*** TEXT SEGMENT ***
When I stepped down from my position as School Committee Chair just weeks before my second term would have ended it was because I couldn’t in good faith, as an elected official with a responsibility to advocate for the needs of our students, support the decimated budget that was presented at Town Meeting in 2019. Back then the budget had an approximately $1M differential between what the Superintendent, teachers, and staff expressed as needs and the available monies at the town level. Empty promises were made by the majority of the School Committee, Select Board, and Fin Comm that “next year” was the year to really address structural deficits in the budget, “next year” would allow for more robust planning around an override, “next year” with new folks in new positions would be the “golden age” for our district. But here we are, again, four budget cycles later, as both town and school boards continue to attempt to climb out of an ever-deepening fiscal hole with a shorter ladder.

 

While the town has yet to present a fully realized needs-based budget to address years of shortfalls, school officials have made an effort this budget cycle to do so. This work should be commended, and fully presented at the budget hearing this Tuesday, March 21 at 7pm at the MHS auditorium. Unfortunately, only two of the original three variations of that budget will be up for discussion, the school committee having voted 4-1 (Chair Sarah Fox being the minority vote) to NOT go forward with a conversation around the highest budget that included the full complement of principal asks and school needs. In my opinion, this is a mistake, as it represents yet another year of increased expectations on teachers and staff without the resources to support those efforts. It means continuing to do more with less, a completely unsustainable practice. And as history has shown us, positions and services that are cut are rarely, if ever, restored, compounding continuous deferred needs year after year.
*** DATASET SECTION ***
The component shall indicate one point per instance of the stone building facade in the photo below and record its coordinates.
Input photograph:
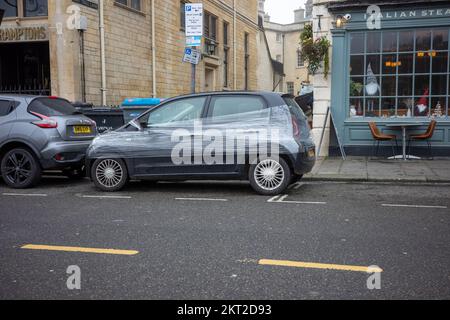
***
**THE TASK**
Resume the commentary on the school budget after its final sentence, adding one more paragraph in the same voice.

**RESPONSE TO THIS EXERCISE**
 

Even more concerning, the ”Austerity Budget” presented at the School Committee budget meeting this past week guts teacher staffing, specialty positions, and support personnel. It eliminates freshmen sports coaches at MHS and the library specialist at Veterans school, to name few. This is totally and completely unacceptable. The children of this community will not receive a robust education in an environment of increased class sizes, over-burdened teachers, and paltry co-curriculars. The school budget is a moral document, funding what we value as a community. And even though I no longer have students in-district, I personally value the education of the students of our town as paramount. It is, without a doubt, the most important thing we as taxpayers can (and should) properly fund.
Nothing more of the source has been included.